Supplied passage.

○ ○ ○ ○ ○ ○ ○

- Cleveland Clinic
- Married couple Ken and Jane Gremling were diagnosed with breast cancer within months of each other.
- Both had mastectomies and have an excellent prognosis, according to the Cleveland Clinic, where they were both treated.
- Both cancers were caught early: Ken brought up his concerning symptoms with his family doctor right away, and Jane never missed her annual mammogram.
Late last year, Ken Gremling noticed a lump in his chest and bleeding from his right nipple. He didn’t think much of it at the time, but he alerted his family doctor about the symptoms anyway.
Later, after the lump was surgically removed, Ken, 75, found out he had breast cancer.
That was a surprise enough on its own, as breast cancer is far rarer in men than it is in women. According to the American Cancer Society (ACS), the lifetime risk of a woman developing breast cancer is 1 in 8; for a man, it’s 1 in 833.
But there was another shock in store: Six months after Ken’s diagnosis, his wife Jane, 66, found out she had breast cancer, too – also in her right breast.
“We’ve been married almost 47 years. We share everything,” Jane told INSIDER. “But this is getting to be a little much.”
The Gremlings’ story was first published online by the Cleveland Clinic – where both received treatment for their cancers – on Tuesday. Both Jane and Ken, who work in real estate together, have an “excellent” prognosis for recovery, the Cleveland Clinic reported.
INSIDER spoke with Jane, Ken, and their oncologist to learn more about their extraordinary story.

○ ○ ○ ○ ○ ○ ○

Provided data.
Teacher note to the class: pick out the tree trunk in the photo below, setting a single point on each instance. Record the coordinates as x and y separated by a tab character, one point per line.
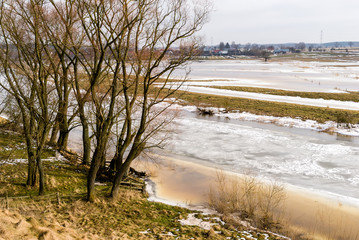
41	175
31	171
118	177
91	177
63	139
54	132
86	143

○ ○ ○ ○ ○ ○ ○

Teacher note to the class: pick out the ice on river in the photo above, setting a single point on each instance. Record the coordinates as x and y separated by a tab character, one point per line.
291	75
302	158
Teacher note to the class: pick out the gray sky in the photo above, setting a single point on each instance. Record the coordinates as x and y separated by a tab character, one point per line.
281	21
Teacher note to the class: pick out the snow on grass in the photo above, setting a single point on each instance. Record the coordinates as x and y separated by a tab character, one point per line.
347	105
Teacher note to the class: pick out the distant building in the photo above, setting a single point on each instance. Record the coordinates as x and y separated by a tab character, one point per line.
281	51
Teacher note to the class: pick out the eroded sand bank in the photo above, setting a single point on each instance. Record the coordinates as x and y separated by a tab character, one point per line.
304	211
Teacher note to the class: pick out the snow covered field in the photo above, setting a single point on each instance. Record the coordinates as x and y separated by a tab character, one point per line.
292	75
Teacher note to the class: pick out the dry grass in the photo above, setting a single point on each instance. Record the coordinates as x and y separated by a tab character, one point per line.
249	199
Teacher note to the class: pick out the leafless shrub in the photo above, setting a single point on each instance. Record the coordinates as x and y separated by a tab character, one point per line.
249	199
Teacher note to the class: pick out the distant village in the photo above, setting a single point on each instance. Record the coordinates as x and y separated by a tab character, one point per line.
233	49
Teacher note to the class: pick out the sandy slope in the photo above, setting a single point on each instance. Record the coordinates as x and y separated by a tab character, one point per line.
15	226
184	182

○ ○ ○ ○ ○ ○ ○

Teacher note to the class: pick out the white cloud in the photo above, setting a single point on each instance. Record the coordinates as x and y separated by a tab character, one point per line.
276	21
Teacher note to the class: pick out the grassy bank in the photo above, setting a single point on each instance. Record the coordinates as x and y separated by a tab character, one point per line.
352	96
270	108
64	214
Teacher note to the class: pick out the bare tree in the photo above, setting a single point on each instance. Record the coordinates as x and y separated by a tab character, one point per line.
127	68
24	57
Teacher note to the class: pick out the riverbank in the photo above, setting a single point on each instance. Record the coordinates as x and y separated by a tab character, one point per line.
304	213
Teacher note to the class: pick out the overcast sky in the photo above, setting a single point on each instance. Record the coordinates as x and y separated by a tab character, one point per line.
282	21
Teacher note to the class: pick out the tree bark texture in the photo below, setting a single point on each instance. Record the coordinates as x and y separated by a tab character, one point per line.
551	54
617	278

○ ○ ○ ○ ○ ○ ○

Exercise requirements.
a - From the article on Ken and Jane Gremling, quote the text starting with "- Cleveland Clinic" and going on through "had breast cancer.".
b - Pick up the article on Ken and Jane Gremling after its last sentence and keep writing it.
These lines have nothing to do with the article on Ken and Jane Gremling.

Responses to the exercise.
a -
- Cleveland Clinic
- Married couple Ken and Jane Gremling were diagnosed with breast cancer within months of each other.
- Both had mastectomies and have an excellent prognosis, according to the Cleveland Clinic, where they were both treated.
- Both cancers were caught early: Ken brought up his concerning symptoms with his family doctor right away, and Jane never missed her annual mammogram.
Late last year, Ken Gremling noticed a lump in his chest and bleeding from his right nipple. He didn’t think much of it at the time, but he alerted his family doctor about the symptoms anyway.
Later, after the lump was surgically removed, Ken, 75, found out he had breast cancer.

b -
Jane and Ken Gremling both got mastectomies
- Cleveland Clinic
At first, a biopsy on Ken’s lump came back negative for cancer. But his nipple continued to bleed, so he went back to his doctor. It was only after the lump was fully removed and sent to a pathology lab that Ken’s cancer diagnosis was confirmed. He had a single mastectomy to remove his breast tissue on the right side.
Jane’s cancer was caught during her annual mammogram.
“I went for my regular checkup – I’ve gone every year for 30 years. And I didn’t think anything of it because nothing’s ever come up,” she said.
That scan was different though. Jane ultimately learned she had three tumors in her right breast that she hadn’t been able to feel them. A doctor told her she’d need to have the tumors removed surgically, and asked if she knew of any breast surgeons she’d like to see.
Luckily – thanks to Ken’s experience – she did. Jane also got a single mastectomy from Cleveland Clinic’s Dr. Zahraa AlHilli, M.D., the same surgeon who operated on her husband.
Both Ken and Jane are now taking the breast cancer medication Tamoxifen for the next five years, and so far, they’re “feeling great,” Jane said.
Their paths will diverge slightly in the coming weeks: In late October, Jane is scheduled to have a breast reconstruction surgery. Ken decided not to undergo a similar procedure.
“I’m not having any kind of reconstruction. I’m 75 – I could care less,” he said. “So I’m kind at a loss there, but up to this point I think I’ve been a help [to Jane.] She would have questions about a lot of the stuff I went through, and I would help her.”
Their story reinforces the importance of early detection
- Cleveland Clinic
Neither Jane nor Ken needed chemotherapy or radiation because each of their cancers was caught early, Cleveland Clinic breast oncologist Dr. Jame Abraham, M.D., who treated both Gremlings, told INSIDER.
“In the early stages, breast cancer is highly treatable,” he said.
For women, mammograms can help catch cancer before it spreads to other parts of the body. The test isn’t perfect – it may miss some cancers, and there is some risk of anxiety-inducing false positive results. But the American College of Obstetricians and Gynecologists still recommends that women at average risk for breast cancer get mammograms every one to two years starting at age 40.
And men should be aware that they can breast cancer, too, Abraham explained.
“If they have any symptoms, they should seek care,” he said.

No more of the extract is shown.